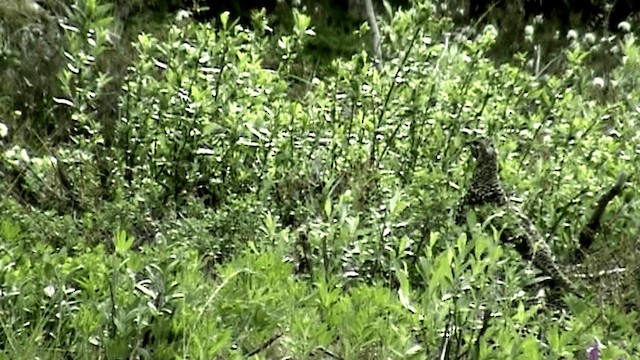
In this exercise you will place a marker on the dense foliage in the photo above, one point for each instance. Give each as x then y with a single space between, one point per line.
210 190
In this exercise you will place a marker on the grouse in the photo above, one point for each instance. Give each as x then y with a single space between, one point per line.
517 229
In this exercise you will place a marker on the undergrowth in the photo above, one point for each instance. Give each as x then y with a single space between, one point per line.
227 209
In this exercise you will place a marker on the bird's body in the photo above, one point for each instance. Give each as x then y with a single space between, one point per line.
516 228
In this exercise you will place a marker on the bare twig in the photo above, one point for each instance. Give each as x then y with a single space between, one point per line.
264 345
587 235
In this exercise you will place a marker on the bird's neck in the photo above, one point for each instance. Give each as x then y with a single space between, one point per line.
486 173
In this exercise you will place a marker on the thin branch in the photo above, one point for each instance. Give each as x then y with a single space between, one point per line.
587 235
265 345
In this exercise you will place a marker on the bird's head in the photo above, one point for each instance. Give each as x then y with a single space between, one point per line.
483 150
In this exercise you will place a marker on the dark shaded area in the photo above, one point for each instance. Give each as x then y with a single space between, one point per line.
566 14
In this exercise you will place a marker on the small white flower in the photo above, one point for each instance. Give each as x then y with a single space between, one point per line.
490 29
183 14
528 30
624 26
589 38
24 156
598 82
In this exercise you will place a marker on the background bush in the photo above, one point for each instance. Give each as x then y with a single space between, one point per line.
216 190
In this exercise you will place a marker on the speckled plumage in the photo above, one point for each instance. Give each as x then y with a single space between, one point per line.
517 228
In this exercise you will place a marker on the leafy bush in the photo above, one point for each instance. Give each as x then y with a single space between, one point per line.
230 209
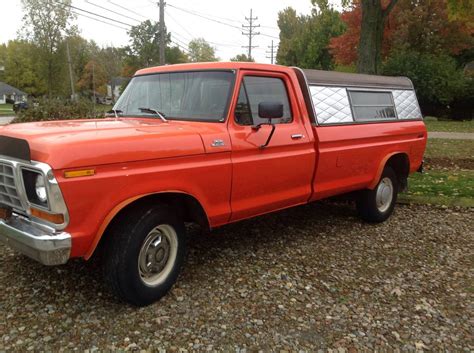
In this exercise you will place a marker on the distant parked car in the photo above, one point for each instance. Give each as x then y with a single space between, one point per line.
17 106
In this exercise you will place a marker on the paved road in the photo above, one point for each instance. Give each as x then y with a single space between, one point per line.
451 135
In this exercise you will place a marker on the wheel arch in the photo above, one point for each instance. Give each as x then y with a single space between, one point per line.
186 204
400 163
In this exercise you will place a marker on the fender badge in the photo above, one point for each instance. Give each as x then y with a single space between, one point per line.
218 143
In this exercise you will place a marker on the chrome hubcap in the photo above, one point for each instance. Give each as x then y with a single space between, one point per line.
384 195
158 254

» **YOUR OBJECTIVE**: Repeat the entries exactly. Any picture is to be left out.

» **EXERCISE ANSWER**:
In this exercise you will place a marker on the dense foliage in the photo above, one point for each instance. Give each as x then y with a single space between, one point per line.
210 190
In this exercise you will place a marker on the grouse in the photo above, one point for each instance. Give each as x then y with a single space between, one point per line.
517 229
In this exercise you will place a marker on the undergrowth in the photo above, one point for each instance. Give each as x then y with a single space between, one point per line.
227 209
In this exercise you will place a marker on the bird's body in the photo above, one point for each instance. Give each as x then y with a single space between, one point per line.
516 228
In this exercise you will place a marker on the bare twig in the photo above, one point for each instance. Give each as x then y with a single space between, one point per line.
264 345
587 235
In this exercise you will place a marker on the bird's neck in the photo above, one point for each instance. Give each as x then y with a single space between, one point per line.
486 173
In this exercise you will place a marker on the thin branch in the photo above, one point for each instance. Give each as x then y with a single space between, one point per line.
587 235
265 345
In this exercise you will place a marker on the bird's head in the photo above, one point for each instance. Give each as x then y with a single space between, one point per line.
483 150
In this exercise you will place a marker on the dark shaded area in the photo above, one point for each instance. Give each as x then y with a single space between, one point per line.
566 14
In this exercise you will place a marker on the small white flower in the photo above, one point for each instance. Give each as x then y with a single space between, one point per line.
490 29
183 14
528 30
624 26
589 38
24 156
598 82
In this exercise you will place a marker on the background bush in the photo above, one point for each instance. Give each as x then y with a single space between, one point per line.
216 190
In this exercise you will place a marker on the speckled plumage in the photo above, one point for each instance. Give each as x then y with a single space between, one point per line.
517 228
In this exercise you will place a marker on the leafy bush in the photo above, one point for each instance. Give each as x then y with a single space between, one point per line.
230 209
In this exercise you will place a marker on the distant parked car in the photo above, one point for each instance. Give each as x then y with a single space between, one point per line.
17 106
In this exercise you will place a marker on the paved road in the photo above, one point for each instance. Give each as x then y with a single space between, one point per line.
451 135
In this exercise you will place a marker on the wheel arch in the photo above, one point for each instance. Give each as x then y with a single space between, one point per line.
186 204
400 163
In this exercise you will place a marker on the fender badge in the photo above, one point for each instance. Give each as x then y with a single space between, one point per line.
218 143
In this exercise you will place a marker on the chrome hubcap in the photo above, one point for each instance. Give each as x then y with a single space between, one point per line.
384 195
158 254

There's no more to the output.